Records drawn from a dataset:
________________________________________

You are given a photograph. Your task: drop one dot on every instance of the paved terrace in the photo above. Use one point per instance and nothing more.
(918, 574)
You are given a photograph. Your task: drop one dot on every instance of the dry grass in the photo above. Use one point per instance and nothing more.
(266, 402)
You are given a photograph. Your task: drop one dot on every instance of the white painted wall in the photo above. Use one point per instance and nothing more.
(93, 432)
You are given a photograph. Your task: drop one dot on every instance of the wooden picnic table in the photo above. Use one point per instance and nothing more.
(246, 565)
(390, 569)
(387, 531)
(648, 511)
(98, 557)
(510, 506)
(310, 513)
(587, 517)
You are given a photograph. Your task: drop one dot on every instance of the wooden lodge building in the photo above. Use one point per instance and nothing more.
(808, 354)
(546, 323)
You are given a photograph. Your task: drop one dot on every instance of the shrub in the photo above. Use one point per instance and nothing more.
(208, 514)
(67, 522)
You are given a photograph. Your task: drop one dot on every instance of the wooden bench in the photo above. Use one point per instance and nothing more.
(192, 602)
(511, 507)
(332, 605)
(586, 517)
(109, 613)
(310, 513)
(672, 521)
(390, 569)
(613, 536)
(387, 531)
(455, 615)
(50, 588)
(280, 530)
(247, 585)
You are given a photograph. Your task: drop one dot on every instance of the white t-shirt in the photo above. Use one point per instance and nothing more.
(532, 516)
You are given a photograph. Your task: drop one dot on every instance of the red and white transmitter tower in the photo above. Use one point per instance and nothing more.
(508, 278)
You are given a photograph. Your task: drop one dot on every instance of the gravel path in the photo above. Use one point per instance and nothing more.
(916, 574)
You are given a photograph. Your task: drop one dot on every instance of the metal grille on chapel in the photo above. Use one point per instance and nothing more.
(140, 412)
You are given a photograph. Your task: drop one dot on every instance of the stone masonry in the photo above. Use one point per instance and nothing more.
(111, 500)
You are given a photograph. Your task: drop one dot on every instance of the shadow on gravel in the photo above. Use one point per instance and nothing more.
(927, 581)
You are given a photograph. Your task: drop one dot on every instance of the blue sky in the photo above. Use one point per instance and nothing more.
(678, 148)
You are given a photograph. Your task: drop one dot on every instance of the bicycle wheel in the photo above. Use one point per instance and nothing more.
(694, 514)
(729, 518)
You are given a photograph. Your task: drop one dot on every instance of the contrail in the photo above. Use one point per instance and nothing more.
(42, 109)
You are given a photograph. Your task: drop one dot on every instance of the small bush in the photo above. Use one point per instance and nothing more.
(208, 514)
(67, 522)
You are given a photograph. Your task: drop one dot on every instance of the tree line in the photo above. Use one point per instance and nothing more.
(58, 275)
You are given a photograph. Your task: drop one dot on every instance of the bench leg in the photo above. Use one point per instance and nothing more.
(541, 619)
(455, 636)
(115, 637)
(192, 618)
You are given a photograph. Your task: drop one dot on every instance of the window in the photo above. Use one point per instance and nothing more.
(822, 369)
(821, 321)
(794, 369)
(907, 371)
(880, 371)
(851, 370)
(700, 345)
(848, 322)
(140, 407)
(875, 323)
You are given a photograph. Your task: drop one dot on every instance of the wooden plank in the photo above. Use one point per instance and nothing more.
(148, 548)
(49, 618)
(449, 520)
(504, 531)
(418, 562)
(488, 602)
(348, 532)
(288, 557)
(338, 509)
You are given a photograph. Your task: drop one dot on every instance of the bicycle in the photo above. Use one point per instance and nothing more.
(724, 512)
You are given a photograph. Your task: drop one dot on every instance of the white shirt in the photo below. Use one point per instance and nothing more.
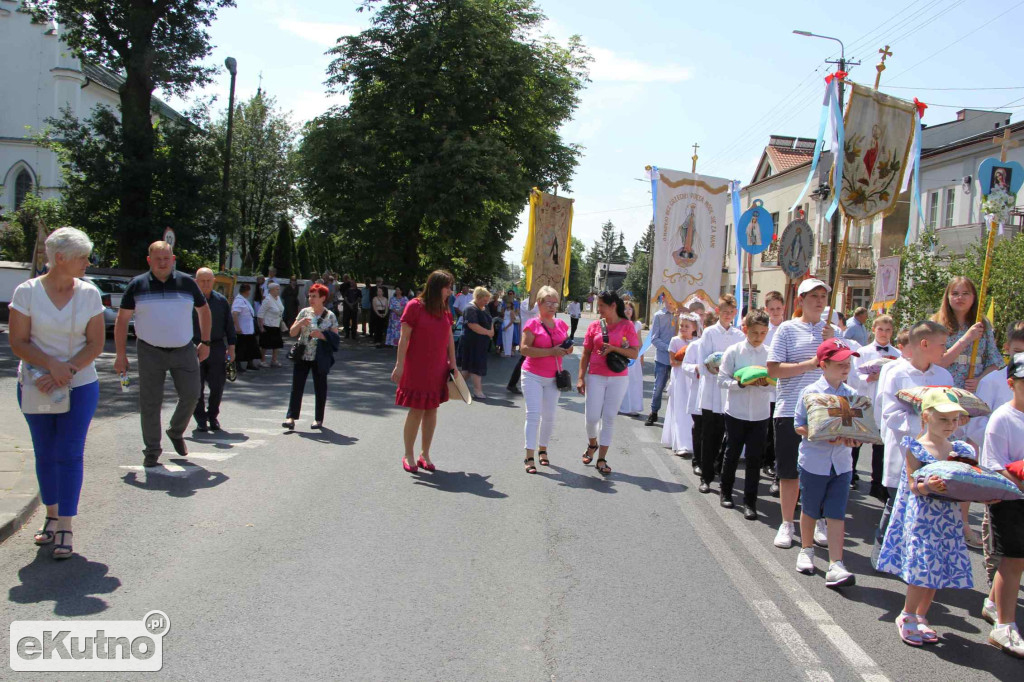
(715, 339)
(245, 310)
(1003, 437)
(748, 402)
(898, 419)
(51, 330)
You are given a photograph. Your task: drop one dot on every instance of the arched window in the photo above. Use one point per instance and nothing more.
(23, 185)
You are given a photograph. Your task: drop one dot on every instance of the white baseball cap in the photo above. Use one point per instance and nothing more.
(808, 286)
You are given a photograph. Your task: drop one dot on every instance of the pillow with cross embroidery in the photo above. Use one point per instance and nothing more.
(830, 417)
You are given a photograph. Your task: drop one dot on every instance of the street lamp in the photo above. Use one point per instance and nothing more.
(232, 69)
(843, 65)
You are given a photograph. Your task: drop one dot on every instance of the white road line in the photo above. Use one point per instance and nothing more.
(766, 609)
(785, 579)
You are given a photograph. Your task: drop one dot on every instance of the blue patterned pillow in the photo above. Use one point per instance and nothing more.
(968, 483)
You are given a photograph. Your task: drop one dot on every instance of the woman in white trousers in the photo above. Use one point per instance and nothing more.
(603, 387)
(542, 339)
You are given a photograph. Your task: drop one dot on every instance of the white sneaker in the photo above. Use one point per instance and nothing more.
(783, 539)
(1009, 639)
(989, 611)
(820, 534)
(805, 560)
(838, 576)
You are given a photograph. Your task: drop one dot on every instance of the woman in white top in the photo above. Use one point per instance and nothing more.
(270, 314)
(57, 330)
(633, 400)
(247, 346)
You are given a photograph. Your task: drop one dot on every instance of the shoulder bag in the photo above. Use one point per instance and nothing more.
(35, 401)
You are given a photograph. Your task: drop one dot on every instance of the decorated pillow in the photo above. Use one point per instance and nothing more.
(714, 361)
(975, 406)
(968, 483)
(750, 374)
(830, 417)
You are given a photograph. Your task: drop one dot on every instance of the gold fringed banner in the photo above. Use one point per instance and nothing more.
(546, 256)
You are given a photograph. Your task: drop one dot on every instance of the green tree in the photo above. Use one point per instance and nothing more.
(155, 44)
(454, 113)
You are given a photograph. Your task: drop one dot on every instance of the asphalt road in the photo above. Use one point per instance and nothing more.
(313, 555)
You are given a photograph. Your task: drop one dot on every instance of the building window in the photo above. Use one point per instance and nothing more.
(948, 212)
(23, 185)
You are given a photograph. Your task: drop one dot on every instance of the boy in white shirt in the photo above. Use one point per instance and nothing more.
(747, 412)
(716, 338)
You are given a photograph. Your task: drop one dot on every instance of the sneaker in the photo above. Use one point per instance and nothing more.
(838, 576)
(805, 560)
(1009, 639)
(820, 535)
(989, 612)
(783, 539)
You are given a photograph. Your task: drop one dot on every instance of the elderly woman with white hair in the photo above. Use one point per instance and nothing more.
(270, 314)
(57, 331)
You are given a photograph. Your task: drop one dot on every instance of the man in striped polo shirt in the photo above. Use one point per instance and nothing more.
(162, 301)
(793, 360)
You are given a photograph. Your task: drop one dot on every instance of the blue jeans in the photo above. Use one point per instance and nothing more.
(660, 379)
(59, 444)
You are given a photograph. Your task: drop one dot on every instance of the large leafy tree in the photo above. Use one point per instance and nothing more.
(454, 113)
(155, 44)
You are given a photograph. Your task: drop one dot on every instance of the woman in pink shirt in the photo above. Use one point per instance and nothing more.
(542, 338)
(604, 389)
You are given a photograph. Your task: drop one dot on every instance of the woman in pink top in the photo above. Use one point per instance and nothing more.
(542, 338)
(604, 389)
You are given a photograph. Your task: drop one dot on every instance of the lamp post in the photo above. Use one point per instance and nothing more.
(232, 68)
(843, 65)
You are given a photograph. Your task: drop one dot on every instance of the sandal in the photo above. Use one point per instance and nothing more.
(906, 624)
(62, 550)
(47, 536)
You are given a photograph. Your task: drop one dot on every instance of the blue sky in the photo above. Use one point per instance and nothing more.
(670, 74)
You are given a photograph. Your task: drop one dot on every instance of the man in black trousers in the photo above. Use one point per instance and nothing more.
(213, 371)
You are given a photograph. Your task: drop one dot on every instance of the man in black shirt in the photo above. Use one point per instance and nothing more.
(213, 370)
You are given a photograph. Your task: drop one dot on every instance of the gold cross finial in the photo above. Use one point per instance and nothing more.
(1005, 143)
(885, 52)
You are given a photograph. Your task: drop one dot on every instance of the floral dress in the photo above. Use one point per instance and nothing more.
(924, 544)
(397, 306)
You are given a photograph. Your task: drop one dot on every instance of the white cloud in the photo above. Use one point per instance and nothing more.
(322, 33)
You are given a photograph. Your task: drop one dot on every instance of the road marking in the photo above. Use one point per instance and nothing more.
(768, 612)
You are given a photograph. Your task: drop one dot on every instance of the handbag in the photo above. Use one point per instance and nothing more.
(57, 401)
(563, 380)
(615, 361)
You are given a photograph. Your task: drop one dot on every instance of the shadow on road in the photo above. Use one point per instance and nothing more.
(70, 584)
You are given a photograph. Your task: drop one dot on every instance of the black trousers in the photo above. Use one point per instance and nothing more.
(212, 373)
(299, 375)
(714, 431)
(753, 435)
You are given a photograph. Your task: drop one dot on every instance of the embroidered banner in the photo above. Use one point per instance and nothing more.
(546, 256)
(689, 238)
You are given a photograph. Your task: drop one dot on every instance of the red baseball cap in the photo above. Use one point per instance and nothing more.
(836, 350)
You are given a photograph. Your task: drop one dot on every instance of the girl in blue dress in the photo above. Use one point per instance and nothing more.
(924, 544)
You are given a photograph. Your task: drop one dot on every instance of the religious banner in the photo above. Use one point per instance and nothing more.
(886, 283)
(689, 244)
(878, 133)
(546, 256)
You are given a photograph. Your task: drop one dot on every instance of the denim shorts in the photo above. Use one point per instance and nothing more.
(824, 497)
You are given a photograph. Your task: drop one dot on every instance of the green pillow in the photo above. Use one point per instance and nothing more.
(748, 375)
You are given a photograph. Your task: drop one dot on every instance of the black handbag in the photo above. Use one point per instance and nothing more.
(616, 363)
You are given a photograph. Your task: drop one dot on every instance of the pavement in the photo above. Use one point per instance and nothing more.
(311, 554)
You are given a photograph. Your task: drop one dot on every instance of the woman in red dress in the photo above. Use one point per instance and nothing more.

________________________________________

PROBLEM DESCRIPTION: Write out, word for word, the line containing "the green pillow" and all the lines after it in the entries above, and nothing more.

COMPLETED EXERCISE:
You are given a photograph. Your task: drop one dot on every instance of the green pillow in the photo above. Use one point per instance and nothing more.
(748, 375)
You are given a photograph. Your task: drop one dot on every instance of the black handbag in the photo above. Use one point per instance and nothing more.
(616, 363)
You are given a photograph. Your task: drop one dot on every instance of the pavement in the photo above. Use one point per instance and nothing more.
(311, 554)
You are given a photograph. Your task: drop one dot on every instance of the woman in red dress in the photo above. Use one point per instance and nothing more.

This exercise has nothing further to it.